Exercise aim: Please copy out the lines below with "top-left corner" replaced by "upper-left corner" throughout, keeping everything else the same.

Start Supplied information

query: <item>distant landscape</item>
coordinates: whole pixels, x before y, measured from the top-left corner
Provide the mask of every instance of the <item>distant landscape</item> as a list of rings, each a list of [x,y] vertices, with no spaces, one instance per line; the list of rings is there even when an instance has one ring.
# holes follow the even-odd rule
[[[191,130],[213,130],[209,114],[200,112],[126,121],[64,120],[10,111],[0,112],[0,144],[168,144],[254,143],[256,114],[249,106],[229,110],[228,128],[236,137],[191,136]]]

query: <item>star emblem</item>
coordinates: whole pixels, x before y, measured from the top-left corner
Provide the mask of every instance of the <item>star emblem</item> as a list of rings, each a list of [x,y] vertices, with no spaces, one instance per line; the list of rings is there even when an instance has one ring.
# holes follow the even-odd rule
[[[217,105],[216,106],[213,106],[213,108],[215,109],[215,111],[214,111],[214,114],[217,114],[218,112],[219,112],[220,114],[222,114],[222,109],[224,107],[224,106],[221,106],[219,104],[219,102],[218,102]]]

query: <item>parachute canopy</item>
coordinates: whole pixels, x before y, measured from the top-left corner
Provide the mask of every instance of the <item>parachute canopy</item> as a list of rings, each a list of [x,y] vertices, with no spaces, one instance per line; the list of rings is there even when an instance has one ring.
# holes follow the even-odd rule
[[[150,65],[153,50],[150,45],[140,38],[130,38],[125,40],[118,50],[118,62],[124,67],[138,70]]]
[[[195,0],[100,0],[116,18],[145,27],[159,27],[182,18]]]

End Supplied information

Solution for this task:
query: <item>distant landscape</item>
coordinates: whole pixels, x before y, measured from the upper-left corner
Provide the mask of every instance of the <item>distant landscape</item> as a list of rings, each a list of [x,y] vertices, with no spaces, one instance per line; the list of rings is there even when an instance has one ring.
# holes follow the even-odd rule
[[[191,130],[213,130],[209,114],[200,112],[126,121],[64,120],[10,111],[0,112],[0,144],[168,144],[254,143],[256,114],[249,106],[229,110],[228,128],[236,137],[191,136]]]

query: <item>star emblem</item>
coordinates: whole pixels, x before y, measured from the upper-left corner
Provide the mask of every instance of the <item>star emblem</item> as a list of rings, each a list of [x,y] vertices, with no spaces, one instance per line; the list of rings is there even when an instance has one ring.
# holes follow the even-odd rule
[[[217,105],[216,106],[213,106],[213,108],[215,109],[215,111],[214,111],[214,114],[217,114],[218,112],[219,112],[220,114],[222,114],[222,109],[224,107],[224,106],[221,106],[219,104],[219,102],[218,102]]]

query: <item>parachute canopy</item>
coordinates: whole pixels, x before y, measured from the upper-left corner
Provide the mask of every instance of the <item>parachute canopy</item> as a list of rings, each a list of [x,y] vertices, with no spaces, one instance per line; the list of rings is there even when an instance has one ring.
# holes follow the even-odd rule
[[[150,65],[153,50],[150,45],[140,38],[130,38],[125,40],[118,50],[118,62],[124,67],[138,70]]]
[[[195,0],[100,0],[116,18],[145,27],[159,27],[182,18]]]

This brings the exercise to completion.